§ **THE DATA**:

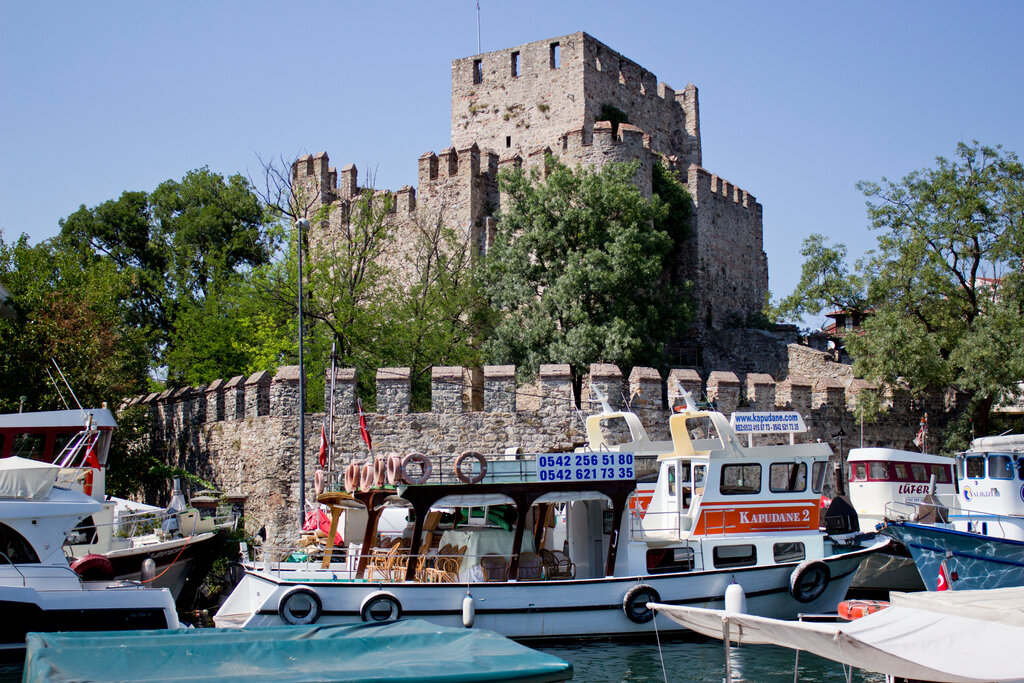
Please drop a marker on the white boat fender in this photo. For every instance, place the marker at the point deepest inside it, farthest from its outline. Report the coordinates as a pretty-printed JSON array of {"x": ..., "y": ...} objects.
[
  {"x": 468, "y": 610},
  {"x": 380, "y": 606},
  {"x": 147, "y": 570},
  {"x": 735, "y": 598},
  {"x": 635, "y": 603},
  {"x": 300, "y": 605},
  {"x": 809, "y": 581}
]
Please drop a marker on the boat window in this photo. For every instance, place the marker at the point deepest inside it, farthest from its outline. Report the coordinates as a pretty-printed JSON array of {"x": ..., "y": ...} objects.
[
  {"x": 667, "y": 560},
  {"x": 786, "y": 477},
  {"x": 976, "y": 467},
  {"x": 740, "y": 479},
  {"x": 14, "y": 549},
  {"x": 1000, "y": 467},
  {"x": 734, "y": 556},
  {"x": 817, "y": 476},
  {"x": 788, "y": 552}
]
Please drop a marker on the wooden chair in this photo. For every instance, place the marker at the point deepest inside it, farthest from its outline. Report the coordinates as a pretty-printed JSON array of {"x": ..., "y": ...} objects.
[
  {"x": 557, "y": 564},
  {"x": 495, "y": 567},
  {"x": 530, "y": 567}
]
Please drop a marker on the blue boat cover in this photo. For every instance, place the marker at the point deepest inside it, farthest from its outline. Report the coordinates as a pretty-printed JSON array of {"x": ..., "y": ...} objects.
[{"x": 403, "y": 650}]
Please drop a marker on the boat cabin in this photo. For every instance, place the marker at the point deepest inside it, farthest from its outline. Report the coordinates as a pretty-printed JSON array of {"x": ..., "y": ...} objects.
[{"x": 897, "y": 479}]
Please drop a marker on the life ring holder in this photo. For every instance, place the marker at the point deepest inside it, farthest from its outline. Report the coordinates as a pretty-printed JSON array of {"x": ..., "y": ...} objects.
[
  {"x": 635, "y": 603},
  {"x": 394, "y": 469},
  {"x": 465, "y": 478},
  {"x": 300, "y": 605},
  {"x": 351, "y": 477},
  {"x": 809, "y": 581},
  {"x": 375, "y": 601},
  {"x": 367, "y": 477},
  {"x": 425, "y": 464}
]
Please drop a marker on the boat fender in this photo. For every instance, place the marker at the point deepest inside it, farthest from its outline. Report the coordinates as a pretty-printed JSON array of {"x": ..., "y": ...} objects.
[
  {"x": 851, "y": 609},
  {"x": 735, "y": 599},
  {"x": 424, "y": 463},
  {"x": 809, "y": 581},
  {"x": 367, "y": 479},
  {"x": 394, "y": 475},
  {"x": 380, "y": 471},
  {"x": 300, "y": 605},
  {"x": 351, "y": 477},
  {"x": 468, "y": 610},
  {"x": 635, "y": 603},
  {"x": 380, "y": 606},
  {"x": 476, "y": 478}
]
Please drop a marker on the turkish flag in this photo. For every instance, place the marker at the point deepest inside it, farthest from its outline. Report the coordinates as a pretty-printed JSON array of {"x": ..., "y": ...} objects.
[{"x": 323, "y": 455}]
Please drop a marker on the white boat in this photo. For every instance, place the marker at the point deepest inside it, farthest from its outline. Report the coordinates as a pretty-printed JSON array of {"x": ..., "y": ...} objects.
[
  {"x": 976, "y": 535},
  {"x": 954, "y": 637},
  {"x": 38, "y": 589},
  {"x": 79, "y": 442},
  {"x": 880, "y": 478},
  {"x": 721, "y": 513}
]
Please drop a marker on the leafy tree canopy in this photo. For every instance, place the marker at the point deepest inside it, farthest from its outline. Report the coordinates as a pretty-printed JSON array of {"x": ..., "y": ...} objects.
[{"x": 579, "y": 270}]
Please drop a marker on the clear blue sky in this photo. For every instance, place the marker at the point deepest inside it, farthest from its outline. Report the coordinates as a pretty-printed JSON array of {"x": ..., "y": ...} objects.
[{"x": 798, "y": 100}]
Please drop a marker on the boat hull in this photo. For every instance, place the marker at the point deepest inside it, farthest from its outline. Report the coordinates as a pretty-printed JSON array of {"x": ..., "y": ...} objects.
[
  {"x": 978, "y": 561},
  {"x": 547, "y": 609}
]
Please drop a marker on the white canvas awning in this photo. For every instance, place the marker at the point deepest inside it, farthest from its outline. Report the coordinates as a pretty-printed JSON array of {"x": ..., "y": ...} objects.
[{"x": 950, "y": 636}]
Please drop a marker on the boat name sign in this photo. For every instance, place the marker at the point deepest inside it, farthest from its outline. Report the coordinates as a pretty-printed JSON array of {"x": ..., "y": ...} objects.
[
  {"x": 585, "y": 467},
  {"x": 767, "y": 423}
]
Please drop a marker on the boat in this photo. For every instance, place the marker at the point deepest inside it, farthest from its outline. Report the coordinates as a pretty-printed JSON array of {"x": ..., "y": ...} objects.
[
  {"x": 975, "y": 537},
  {"x": 954, "y": 637},
  {"x": 38, "y": 589},
  {"x": 408, "y": 650},
  {"x": 878, "y": 479},
  {"x": 175, "y": 539},
  {"x": 556, "y": 552}
]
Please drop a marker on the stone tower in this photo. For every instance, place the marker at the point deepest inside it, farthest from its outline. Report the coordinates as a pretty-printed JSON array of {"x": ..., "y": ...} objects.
[{"x": 511, "y": 107}]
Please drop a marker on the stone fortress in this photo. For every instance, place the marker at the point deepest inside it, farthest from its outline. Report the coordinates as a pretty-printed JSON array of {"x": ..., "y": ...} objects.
[{"x": 511, "y": 108}]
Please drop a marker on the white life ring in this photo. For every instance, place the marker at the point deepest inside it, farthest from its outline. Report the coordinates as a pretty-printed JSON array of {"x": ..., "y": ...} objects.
[
  {"x": 394, "y": 471},
  {"x": 809, "y": 581},
  {"x": 635, "y": 603},
  {"x": 424, "y": 464},
  {"x": 351, "y": 477},
  {"x": 465, "y": 478},
  {"x": 300, "y": 605},
  {"x": 367, "y": 478},
  {"x": 380, "y": 606}
]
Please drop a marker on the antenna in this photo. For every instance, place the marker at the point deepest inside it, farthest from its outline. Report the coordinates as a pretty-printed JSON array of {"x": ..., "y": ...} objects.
[
  {"x": 68, "y": 385},
  {"x": 57, "y": 387}
]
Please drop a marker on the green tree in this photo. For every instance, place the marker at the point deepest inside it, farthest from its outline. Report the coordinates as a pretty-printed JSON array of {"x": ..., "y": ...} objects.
[{"x": 580, "y": 269}]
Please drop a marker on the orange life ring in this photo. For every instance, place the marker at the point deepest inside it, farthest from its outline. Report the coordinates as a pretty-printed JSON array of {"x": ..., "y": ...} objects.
[
  {"x": 394, "y": 471},
  {"x": 380, "y": 471},
  {"x": 367, "y": 479},
  {"x": 851, "y": 609},
  {"x": 424, "y": 464},
  {"x": 465, "y": 478},
  {"x": 351, "y": 477}
]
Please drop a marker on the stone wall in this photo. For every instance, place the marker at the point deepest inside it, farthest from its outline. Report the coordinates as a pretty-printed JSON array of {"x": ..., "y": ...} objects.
[{"x": 255, "y": 452}]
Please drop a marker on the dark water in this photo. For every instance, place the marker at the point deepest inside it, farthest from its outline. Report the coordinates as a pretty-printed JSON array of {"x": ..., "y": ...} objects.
[
  {"x": 685, "y": 659},
  {"x": 697, "y": 659}
]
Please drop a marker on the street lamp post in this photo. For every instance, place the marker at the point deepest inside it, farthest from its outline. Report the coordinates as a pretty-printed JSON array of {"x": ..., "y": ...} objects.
[{"x": 301, "y": 224}]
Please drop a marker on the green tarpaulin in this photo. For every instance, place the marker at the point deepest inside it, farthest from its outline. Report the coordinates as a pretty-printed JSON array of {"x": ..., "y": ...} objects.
[{"x": 404, "y": 650}]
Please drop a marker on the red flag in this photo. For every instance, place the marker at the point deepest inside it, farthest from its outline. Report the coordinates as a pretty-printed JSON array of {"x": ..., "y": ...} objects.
[
  {"x": 323, "y": 455},
  {"x": 363, "y": 425}
]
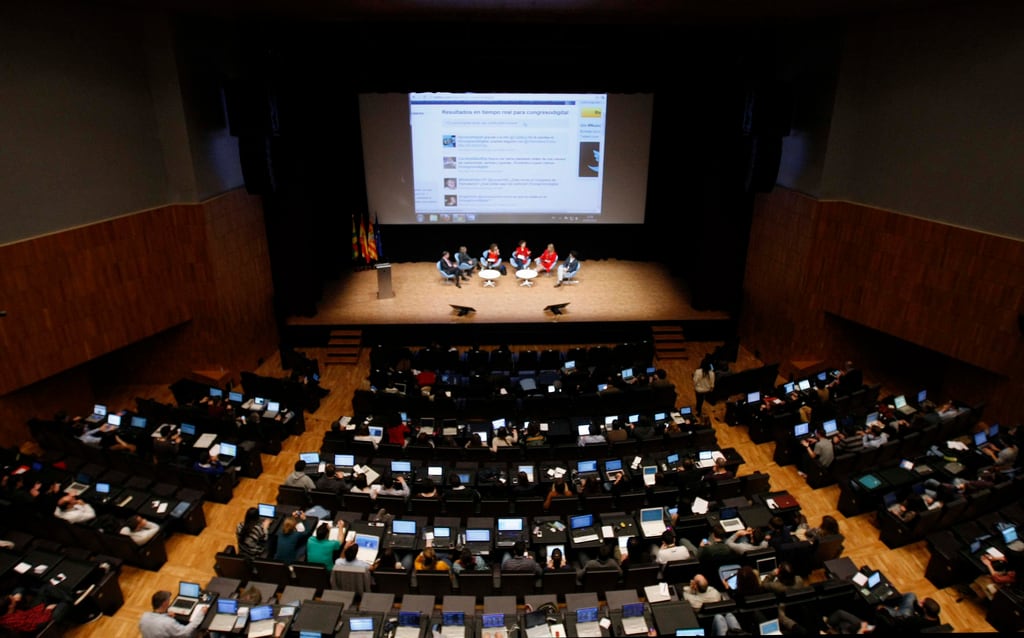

§ **ASSIGNMENT**: Retyping is limited to the line with "Please drop a marker on the dark" and the lines after it in the material above; give them exactly and leave out the pictures.

§ **TASK RESPONSE**:
Please drop a marker on the dark water in this photo. For every instance, place the marker at the point deepest inside it, farthest from its outline. Report the coordinates as a pretty-printed JSON array of {"x": ..., "y": ...} objects.
[
  {"x": 685, "y": 659},
  {"x": 697, "y": 659}
]
Please drop a marker on the street lamp post in this photo. For every instance, place the marker at the point deepest inside it, farthest from its outline. Report the coordinates as a pretty-printed JSON array of {"x": ..., "y": ...} objects.
[{"x": 301, "y": 224}]
Please drop a marker on the green tarpaulin in this photo. For every instance, place the marker at the point deepest inside it, farthest from its outline. Report the coordinates as a pretty-printed JSON array of {"x": ..., "y": ...} objects.
[{"x": 404, "y": 650}]
Please drop a marker on the red flag in this photo. For every instance, place the marker at the point deepest inside it, farthest from its outline. Report the coordinates as a pretty-printed JSON array of {"x": ..., "y": ...} objects.
[
  {"x": 323, "y": 455},
  {"x": 363, "y": 425}
]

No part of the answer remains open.